Produce a verbatim transcription of the records below, beginning at the line containing "For the benchmark, mark every instance of the warm" and ending at the final line; include only those lines.

#### STORED ROWS

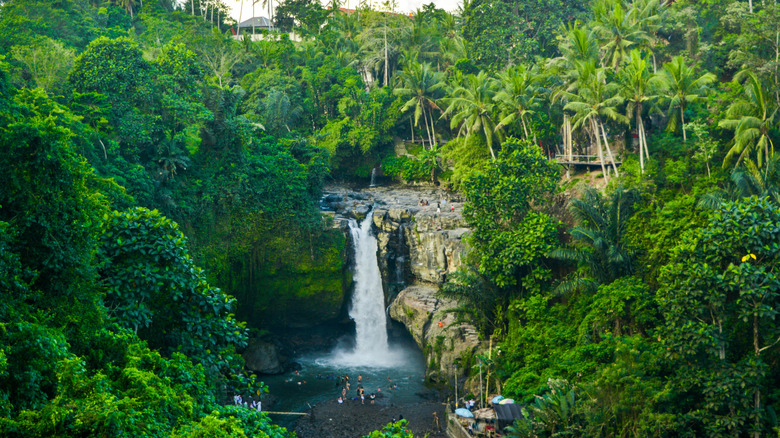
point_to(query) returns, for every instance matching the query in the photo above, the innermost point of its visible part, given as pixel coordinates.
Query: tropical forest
(287, 218)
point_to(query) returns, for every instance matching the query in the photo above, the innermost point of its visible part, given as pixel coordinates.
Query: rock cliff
(443, 341)
(419, 245)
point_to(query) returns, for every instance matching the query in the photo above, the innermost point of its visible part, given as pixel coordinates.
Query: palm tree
(635, 88)
(648, 15)
(678, 82)
(579, 47)
(518, 97)
(595, 97)
(127, 5)
(471, 107)
(603, 253)
(619, 31)
(420, 84)
(751, 119)
(381, 47)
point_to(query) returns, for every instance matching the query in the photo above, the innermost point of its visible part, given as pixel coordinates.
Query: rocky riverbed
(330, 419)
(419, 246)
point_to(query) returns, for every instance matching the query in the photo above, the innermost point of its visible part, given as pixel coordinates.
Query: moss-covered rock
(281, 275)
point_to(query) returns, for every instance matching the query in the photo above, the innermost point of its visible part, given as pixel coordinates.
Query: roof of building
(256, 22)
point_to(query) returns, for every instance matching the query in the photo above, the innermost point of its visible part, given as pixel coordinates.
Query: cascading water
(373, 178)
(368, 306)
(368, 300)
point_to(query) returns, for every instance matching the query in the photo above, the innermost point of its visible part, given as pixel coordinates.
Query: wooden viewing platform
(286, 413)
(583, 160)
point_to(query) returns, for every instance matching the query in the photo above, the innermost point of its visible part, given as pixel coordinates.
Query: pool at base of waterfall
(397, 383)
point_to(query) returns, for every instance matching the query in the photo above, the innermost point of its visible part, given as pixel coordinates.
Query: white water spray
(368, 300)
(368, 307)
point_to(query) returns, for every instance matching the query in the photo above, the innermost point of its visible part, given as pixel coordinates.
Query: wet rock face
(435, 331)
(419, 245)
(263, 357)
(416, 242)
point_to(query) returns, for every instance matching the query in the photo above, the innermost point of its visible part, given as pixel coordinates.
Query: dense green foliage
(642, 305)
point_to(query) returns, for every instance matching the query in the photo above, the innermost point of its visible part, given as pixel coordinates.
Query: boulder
(435, 331)
(263, 357)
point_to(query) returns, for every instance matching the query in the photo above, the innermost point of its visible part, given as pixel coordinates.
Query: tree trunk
(240, 13)
(433, 130)
(525, 130)
(594, 127)
(427, 130)
(609, 151)
(387, 62)
(639, 136)
(757, 394)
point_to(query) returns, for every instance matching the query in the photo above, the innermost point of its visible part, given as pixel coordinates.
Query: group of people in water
(257, 405)
(360, 393)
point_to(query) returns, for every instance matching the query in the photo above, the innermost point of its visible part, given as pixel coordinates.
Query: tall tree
(680, 85)
(595, 97)
(518, 98)
(751, 118)
(420, 85)
(471, 108)
(603, 250)
(635, 87)
(619, 30)
(720, 299)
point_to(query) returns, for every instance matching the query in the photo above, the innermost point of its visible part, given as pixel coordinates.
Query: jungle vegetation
(146, 151)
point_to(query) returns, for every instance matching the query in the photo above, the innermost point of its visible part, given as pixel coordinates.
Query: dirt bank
(353, 420)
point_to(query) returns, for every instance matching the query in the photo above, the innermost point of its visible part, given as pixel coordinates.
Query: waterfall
(368, 300)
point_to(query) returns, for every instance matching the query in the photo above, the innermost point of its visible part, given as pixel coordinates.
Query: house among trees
(254, 25)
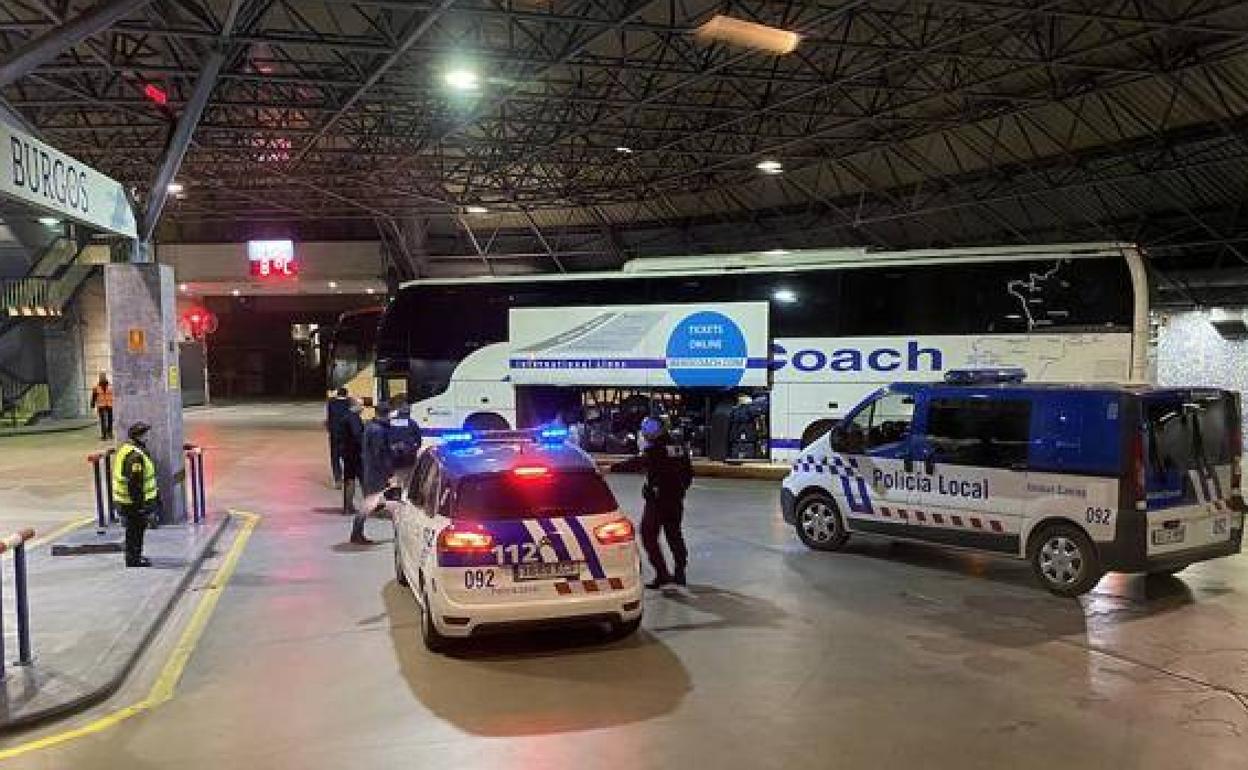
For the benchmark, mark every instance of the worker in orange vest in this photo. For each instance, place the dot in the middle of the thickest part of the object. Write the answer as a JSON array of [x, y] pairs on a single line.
[[101, 401]]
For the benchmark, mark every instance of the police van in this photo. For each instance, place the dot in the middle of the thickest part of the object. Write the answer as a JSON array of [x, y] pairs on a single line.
[[1077, 479], [509, 531]]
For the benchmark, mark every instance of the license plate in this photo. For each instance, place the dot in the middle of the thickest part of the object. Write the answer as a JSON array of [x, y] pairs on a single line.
[[548, 570], [1168, 537]]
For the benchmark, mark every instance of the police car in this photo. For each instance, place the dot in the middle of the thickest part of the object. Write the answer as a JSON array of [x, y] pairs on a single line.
[[506, 531], [1078, 479]]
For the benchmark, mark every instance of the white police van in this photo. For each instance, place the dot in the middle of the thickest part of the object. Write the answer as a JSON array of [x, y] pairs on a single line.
[[1078, 479], [508, 531]]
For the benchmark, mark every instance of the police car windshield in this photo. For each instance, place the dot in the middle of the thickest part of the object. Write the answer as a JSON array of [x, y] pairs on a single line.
[[507, 496]]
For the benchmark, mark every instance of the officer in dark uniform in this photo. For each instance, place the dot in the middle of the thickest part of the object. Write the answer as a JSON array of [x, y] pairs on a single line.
[[135, 492], [668, 476], [404, 433]]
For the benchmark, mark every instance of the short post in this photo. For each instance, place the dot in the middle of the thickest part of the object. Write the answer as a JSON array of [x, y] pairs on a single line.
[[204, 499], [16, 543], [107, 486], [94, 458]]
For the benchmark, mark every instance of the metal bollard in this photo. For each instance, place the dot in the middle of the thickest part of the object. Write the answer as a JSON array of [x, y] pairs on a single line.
[[195, 481], [16, 543]]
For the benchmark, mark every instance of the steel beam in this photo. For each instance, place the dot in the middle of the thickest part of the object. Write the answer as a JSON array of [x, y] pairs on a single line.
[[50, 45], [180, 142]]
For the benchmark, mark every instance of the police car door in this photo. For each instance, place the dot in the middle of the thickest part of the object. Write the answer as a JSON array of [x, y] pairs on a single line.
[[972, 453], [869, 463]]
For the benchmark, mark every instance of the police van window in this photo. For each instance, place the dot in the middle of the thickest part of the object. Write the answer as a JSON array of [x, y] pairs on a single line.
[[882, 423], [989, 433]]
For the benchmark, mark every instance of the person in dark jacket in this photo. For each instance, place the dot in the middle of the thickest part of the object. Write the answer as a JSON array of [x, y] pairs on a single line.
[[377, 466], [669, 473], [351, 436], [335, 412], [404, 433]]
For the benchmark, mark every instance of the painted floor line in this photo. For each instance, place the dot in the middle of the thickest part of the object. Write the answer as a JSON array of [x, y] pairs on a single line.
[[171, 673]]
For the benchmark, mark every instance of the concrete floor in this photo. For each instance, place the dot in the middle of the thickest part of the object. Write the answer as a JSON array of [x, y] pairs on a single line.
[[882, 657]]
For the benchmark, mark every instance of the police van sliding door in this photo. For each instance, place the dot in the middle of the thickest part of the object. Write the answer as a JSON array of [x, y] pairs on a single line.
[[971, 456]]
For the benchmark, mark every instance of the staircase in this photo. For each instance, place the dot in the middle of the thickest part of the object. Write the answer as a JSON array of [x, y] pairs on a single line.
[[40, 297]]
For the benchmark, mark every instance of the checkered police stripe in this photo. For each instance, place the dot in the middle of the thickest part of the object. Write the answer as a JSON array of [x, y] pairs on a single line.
[[588, 587]]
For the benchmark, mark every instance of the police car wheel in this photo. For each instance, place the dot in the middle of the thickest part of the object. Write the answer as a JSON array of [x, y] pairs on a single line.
[[1066, 562], [819, 523], [433, 640], [399, 575]]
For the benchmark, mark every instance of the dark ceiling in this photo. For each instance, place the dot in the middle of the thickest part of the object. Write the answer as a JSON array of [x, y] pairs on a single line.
[[899, 124]]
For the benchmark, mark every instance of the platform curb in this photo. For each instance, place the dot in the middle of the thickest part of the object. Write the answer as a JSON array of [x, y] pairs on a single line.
[[114, 684]]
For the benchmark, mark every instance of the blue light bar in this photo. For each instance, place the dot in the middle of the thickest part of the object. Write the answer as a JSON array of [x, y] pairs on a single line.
[[995, 376], [554, 434]]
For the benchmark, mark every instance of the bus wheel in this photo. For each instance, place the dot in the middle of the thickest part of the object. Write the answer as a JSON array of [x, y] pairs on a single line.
[[486, 421], [1066, 560], [816, 431], [819, 524]]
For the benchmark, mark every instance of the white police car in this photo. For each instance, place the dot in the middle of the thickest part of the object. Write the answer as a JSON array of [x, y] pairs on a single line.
[[1078, 479], [504, 532]]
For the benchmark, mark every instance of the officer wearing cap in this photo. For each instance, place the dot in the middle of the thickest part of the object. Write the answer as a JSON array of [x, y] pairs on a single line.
[[134, 491], [668, 476]]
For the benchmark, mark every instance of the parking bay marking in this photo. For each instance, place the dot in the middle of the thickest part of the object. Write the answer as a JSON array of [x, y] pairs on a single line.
[[171, 673]]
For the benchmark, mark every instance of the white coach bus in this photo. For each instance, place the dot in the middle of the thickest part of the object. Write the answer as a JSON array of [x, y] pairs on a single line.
[[754, 356]]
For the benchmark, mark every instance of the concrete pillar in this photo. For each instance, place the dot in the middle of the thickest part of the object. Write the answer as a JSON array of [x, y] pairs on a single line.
[[142, 327]]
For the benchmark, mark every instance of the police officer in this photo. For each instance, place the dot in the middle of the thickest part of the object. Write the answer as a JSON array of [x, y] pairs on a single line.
[[668, 476], [134, 491], [335, 413], [404, 433], [377, 464]]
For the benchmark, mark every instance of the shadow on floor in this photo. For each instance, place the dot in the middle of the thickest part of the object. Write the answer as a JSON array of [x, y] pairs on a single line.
[[537, 684]]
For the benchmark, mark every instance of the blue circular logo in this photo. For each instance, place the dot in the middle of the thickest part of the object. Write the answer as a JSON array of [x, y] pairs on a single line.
[[706, 350]]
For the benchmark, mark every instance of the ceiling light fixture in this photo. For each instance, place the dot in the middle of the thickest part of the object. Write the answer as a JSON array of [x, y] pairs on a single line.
[[462, 79]]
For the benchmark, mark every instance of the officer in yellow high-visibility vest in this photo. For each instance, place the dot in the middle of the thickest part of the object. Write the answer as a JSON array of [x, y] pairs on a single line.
[[134, 491]]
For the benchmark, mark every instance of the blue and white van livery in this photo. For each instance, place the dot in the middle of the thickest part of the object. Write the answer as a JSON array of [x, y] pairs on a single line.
[[1078, 479], [509, 531]]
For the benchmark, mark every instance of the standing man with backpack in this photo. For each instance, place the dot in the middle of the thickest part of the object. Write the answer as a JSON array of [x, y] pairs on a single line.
[[404, 433], [669, 472]]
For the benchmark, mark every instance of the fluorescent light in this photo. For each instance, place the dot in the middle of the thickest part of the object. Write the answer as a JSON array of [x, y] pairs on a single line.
[[748, 35], [462, 80]]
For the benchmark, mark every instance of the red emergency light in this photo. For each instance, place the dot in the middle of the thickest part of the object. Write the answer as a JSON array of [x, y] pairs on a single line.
[[155, 94]]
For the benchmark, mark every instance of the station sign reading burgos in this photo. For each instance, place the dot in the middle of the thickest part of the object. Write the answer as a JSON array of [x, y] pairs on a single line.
[[718, 346], [33, 172]]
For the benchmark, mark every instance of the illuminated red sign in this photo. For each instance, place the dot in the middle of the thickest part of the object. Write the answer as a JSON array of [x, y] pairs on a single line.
[[272, 258]]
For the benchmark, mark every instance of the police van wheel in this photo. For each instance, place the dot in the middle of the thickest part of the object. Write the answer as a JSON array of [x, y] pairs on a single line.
[[433, 640], [399, 575], [819, 524], [625, 629], [1066, 560]]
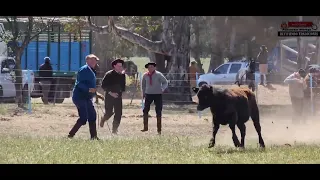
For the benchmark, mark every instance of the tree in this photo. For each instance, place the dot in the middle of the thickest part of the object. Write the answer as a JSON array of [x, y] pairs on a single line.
[[174, 44], [20, 37]]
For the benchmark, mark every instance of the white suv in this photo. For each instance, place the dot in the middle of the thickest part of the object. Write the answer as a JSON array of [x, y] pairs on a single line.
[[227, 74]]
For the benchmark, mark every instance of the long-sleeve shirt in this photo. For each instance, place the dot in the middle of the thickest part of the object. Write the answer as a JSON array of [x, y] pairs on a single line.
[[296, 87], [114, 82], [154, 85], [85, 79]]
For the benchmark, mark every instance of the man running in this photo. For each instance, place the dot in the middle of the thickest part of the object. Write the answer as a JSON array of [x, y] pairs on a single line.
[[153, 85], [83, 93], [114, 84]]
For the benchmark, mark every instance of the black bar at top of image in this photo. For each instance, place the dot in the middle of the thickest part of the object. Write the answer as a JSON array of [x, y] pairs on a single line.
[[298, 33]]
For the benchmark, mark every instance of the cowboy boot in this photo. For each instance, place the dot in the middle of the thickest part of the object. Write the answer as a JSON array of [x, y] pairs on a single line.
[[262, 80], [74, 129], [145, 123], [105, 118], [93, 130], [159, 125]]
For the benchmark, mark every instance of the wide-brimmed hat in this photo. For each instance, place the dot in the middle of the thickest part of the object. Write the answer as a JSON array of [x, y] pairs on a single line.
[[92, 56], [150, 63], [116, 61], [47, 59]]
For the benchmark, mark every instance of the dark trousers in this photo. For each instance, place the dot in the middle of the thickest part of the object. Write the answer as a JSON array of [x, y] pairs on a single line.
[[157, 99], [111, 104], [297, 107], [86, 112], [45, 87]]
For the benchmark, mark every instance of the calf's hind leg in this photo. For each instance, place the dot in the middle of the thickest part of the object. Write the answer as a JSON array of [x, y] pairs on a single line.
[[258, 129], [256, 122], [234, 135], [242, 128], [232, 126], [216, 127]]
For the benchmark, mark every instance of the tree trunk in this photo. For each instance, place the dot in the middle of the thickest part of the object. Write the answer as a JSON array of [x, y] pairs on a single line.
[[18, 78], [159, 59], [174, 46], [216, 52], [179, 88], [302, 50]]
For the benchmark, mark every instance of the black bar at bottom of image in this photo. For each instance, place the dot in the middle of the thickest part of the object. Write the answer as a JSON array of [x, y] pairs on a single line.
[[298, 33]]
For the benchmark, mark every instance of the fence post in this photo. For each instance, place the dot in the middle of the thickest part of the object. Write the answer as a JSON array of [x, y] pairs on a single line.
[[140, 79], [197, 76], [29, 91], [311, 94]]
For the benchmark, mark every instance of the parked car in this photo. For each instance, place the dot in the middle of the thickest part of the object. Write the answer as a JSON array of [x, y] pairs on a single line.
[[227, 74]]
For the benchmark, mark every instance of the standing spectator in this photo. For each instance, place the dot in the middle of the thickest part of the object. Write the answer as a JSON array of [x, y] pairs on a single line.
[[45, 74], [83, 92], [263, 64], [114, 84], [297, 86], [153, 85]]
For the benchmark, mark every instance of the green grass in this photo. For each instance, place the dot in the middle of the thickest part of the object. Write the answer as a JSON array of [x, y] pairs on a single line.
[[144, 150]]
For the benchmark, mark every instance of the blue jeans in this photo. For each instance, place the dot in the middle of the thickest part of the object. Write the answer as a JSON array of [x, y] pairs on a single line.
[[86, 110]]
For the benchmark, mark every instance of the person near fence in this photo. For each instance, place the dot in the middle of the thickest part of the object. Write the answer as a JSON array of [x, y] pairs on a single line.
[[45, 75], [97, 73], [83, 92], [315, 73], [153, 85], [114, 84], [297, 85], [262, 58], [193, 70]]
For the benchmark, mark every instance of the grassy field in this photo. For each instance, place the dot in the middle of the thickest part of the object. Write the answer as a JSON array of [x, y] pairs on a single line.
[[145, 150]]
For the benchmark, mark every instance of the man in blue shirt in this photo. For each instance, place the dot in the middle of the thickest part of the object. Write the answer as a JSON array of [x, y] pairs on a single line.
[[83, 93]]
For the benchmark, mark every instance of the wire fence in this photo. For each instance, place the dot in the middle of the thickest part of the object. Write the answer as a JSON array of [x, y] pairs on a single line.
[[178, 91]]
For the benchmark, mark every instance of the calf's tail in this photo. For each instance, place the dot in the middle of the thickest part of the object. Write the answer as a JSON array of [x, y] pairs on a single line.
[[255, 115]]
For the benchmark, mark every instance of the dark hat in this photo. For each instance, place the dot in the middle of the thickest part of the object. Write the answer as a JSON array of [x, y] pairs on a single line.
[[47, 59], [92, 56], [302, 72], [150, 63], [116, 61]]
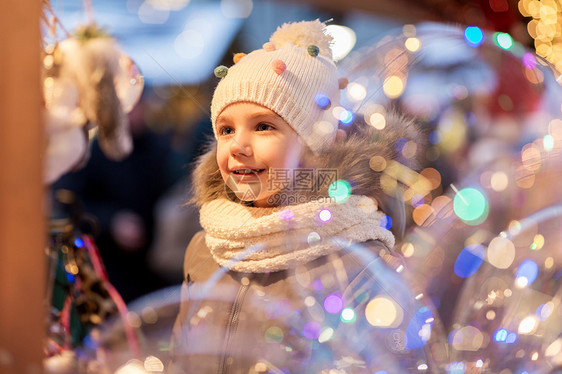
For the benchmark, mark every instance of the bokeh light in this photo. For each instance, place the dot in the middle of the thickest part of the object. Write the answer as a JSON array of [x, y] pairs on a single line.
[[393, 87], [383, 312], [340, 191], [333, 303], [469, 260], [348, 315], [504, 40], [274, 334], [412, 44], [470, 205], [501, 252], [325, 215], [473, 36], [343, 42], [527, 273], [528, 325]]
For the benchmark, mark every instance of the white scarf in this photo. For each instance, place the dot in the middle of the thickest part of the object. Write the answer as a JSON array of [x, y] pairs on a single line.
[[256, 240]]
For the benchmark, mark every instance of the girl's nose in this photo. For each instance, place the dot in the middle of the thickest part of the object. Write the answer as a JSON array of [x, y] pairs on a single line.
[[241, 145]]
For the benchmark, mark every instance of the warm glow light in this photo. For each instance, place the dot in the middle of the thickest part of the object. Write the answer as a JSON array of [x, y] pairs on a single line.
[[393, 87], [383, 312], [412, 44], [527, 325]]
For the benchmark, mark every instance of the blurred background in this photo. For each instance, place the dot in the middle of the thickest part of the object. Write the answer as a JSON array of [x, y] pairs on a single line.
[[480, 75], [138, 204]]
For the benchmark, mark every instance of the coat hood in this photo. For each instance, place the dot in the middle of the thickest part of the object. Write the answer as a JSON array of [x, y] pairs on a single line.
[[364, 157]]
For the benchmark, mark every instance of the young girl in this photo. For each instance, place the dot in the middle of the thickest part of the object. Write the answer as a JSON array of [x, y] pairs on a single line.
[[275, 282]]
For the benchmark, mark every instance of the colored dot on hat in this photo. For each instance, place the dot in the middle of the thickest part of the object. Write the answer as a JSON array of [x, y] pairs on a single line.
[[269, 47], [221, 71], [313, 50], [237, 57], [278, 66], [322, 100]]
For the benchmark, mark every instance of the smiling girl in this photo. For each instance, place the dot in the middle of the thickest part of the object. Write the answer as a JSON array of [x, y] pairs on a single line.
[[277, 228]]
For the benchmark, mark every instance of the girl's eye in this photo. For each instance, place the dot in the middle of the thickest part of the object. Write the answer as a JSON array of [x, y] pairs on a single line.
[[264, 127], [226, 131]]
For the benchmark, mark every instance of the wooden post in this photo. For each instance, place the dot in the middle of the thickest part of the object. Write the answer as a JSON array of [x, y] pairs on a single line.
[[22, 214]]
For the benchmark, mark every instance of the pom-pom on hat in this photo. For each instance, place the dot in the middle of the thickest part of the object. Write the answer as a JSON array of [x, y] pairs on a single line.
[[287, 76]]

########

§ **RESULT FOR THIS EXERCISE**
For the benchmark, mark every instance of the warm glow light in this photo. For each instance, place the dot in the middle of the thickest part of the object. Write the answer as a JSON array of [x, y] pairs on a single line.
[[393, 87], [383, 312], [412, 44], [527, 325]]
For the benchmark, mark every instance of the blurred background in this photo. For each instance, place the dot in the middle of the thickest part of the object. Write the answer as a JSON array of [x, y] pairs on a single line.
[[480, 75], [138, 204]]
For the benchmark, mark every instance of the coat hood in this photo. For each instance, place the dot in the middle of the thickest part of the object. Write the answer as a JSON array of [x, y] pairs on a single line.
[[364, 157]]
For the benchmark, mark every instance of the young girl in this photo. For each instance, place the dot in the middle of the thickest part of the object. Write the answer as a JSON array of [x, y] pairs on a single line.
[[275, 282]]
For the benchmark, mark every instance of the colored dot on hat in this photo. For each instance, place the dot in the middle of the thickest part of the object. Write the answer as a JSON array of [x, y] pairs on a single line.
[[269, 47], [221, 71], [313, 50], [237, 57], [278, 66], [322, 100]]
For the benchmark, mark every instance of the smiling girl in this photo. For each instance, place the dot in the middle of the thickest part of the object. Write the answer as a JSON array of [x, y] pairs on a single line.
[[277, 228]]
For the benchmark, mark every instance of the girl's eye in this photo. For each instance, place the dot in the middle of the thickest part of the object. Write the answer as a JSON array of [x, y] pairs on a single line.
[[264, 127], [226, 131]]
For the benchmark, mark every instance of the wooden post in this photo. For each instance, place the dot in the middle of the thickest part of the object. Write the answer as a JSON array of [x, y] pairs on a single line.
[[22, 214]]
For the benchmark, mark every instance of the pom-pom on hat in this photo. For each instance, place the dot in the middle of the thickest part of the object. Write the answer as a JSON array of [x, y] pairs on a single line.
[[287, 76]]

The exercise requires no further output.